··· Exercise input

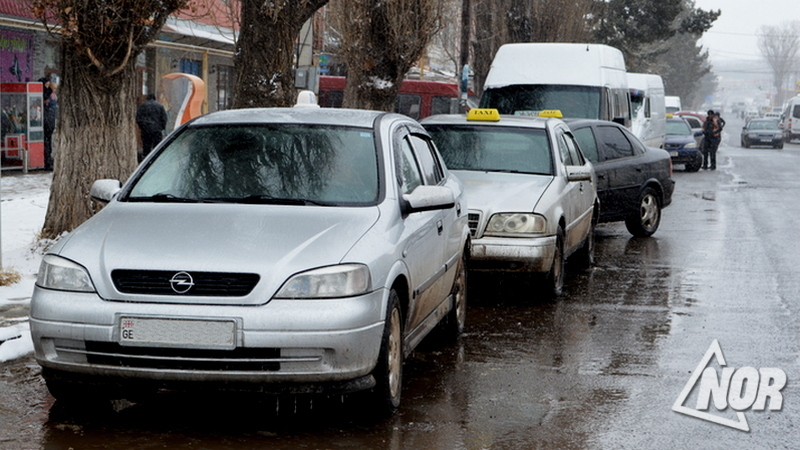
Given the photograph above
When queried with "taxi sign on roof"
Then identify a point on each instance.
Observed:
(483, 114)
(551, 113)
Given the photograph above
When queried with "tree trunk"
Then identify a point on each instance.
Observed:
(101, 108)
(382, 40)
(265, 51)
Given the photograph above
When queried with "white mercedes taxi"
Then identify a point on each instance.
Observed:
(532, 193)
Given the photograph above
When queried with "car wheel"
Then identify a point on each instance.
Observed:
(457, 317)
(554, 281)
(585, 256)
(388, 372)
(645, 222)
(695, 166)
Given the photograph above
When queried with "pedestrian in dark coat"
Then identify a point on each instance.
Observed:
(712, 136)
(50, 99)
(152, 118)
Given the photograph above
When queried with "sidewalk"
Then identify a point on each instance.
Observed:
(23, 204)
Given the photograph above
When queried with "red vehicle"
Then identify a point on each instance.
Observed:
(417, 99)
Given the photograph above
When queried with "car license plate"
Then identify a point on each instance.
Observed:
(190, 333)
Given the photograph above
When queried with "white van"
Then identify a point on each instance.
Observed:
(649, 110)
(582, 80)
(790, 119)
(673, 103)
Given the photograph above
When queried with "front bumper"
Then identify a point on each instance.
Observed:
(769, 140)
(512, 254)
(685, 156)
(282, 342)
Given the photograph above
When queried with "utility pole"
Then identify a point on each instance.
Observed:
(463, 60)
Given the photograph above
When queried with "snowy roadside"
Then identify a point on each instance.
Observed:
(23, 204)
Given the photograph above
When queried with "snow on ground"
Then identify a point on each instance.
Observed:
(23, 204)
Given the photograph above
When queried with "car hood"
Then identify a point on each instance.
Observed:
(679, 139)
(273, 241)
(768, 132)
(491, 192)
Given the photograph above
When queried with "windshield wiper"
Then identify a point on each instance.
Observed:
(270, 200)
(165, 198)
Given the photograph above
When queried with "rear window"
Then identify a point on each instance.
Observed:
(493, 149)
(409, 104)
(441, 105)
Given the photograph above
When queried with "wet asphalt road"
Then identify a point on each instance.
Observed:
(598, 368)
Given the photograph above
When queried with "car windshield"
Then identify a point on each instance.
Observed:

······

◆ Prompt
What is needed here is each line above set down word for word, minus the images.

◆ Result for this task
Given the photograph above
When queried with "taxi sign on roof"
Then identify a point on each instance.
Observed:
(483, 114)
(551, 113)
Given the photograph above
When queried with "tree trunk"
Then identify a point on each instance.
Observed:
(101, 108)
(382, 40)
(265, 51)
Given the photograph above
When queried with "white mercedes taxi"
Then identify a point on each instance.
Observed:
(532, 193)
Given the photograph above
When queried with "car wheel"
Then identify a point on each instance.
Observed:
(457, 317)
(554, 281)
(585, 256)
(388, 372)
(645, 222)
(695, 166)
Given the photograph above
When queried with "pedestrian in dark coat"
Then identify a point on each instance.
Observed:
(712, 136)
(50, 99)
(152, 118)
Given the photograph above
When queried with "sidewalk"
Then identify a point on each instance.
Observed:
(23, 204)
Given the photograph above
When queried with "red vehicle"
Then identify a point on each instance.
Observed:
(417, 99)
Given the photograph above
When queried with "car license plate"
Then identify a point on each instance.
Observed:
(190, 333)
Given the photograph above
When queried with "white van"
Then identify a point on each instance.
Observed:
(649, 110)
(582, 80)
(790, 119)
(673, 103)
Given the photograph above
When queried with "front bumper"
Then identify a point on each instance.
Observed:
(769, 140)
(512, 254)
(685, 156)
(282, 342)
Given the photograph above
When queried with "utility pole"
Then identify a point on each instance.
Observed:
(463, 60)
Given the photograph above
When queried with "snowy roadside"
Then identify a point on each instance.
Observed:
(23, 204)
Given the photograph above
When queried with "snow on ground"
Then identify a point on each instance.
Observed:
(23, 204)
Given the photograph above
When queried with "car hood"
Then identify a point on each instance.
Observed:
(679, 139)
(273, 241)
(768, 132)
(491, 192)
Given the photograph above
When queried with "windshield wiper"
Then identify a point on each instance.
Observed:
(270, 200)
(165, 198)
Given the photograph above
When queried with "rear window"
Then identify a point on each instance.
Observed:
(493, 149)
(409, 104)
(441, 105)
Given the photograph above
When queried with "wet asphalt road"
Then identify a point on each instance.
Observed:
(598, 368)
Given the photograph above
When queried with "car windshield"
Then identify a point on each instance.
Observed:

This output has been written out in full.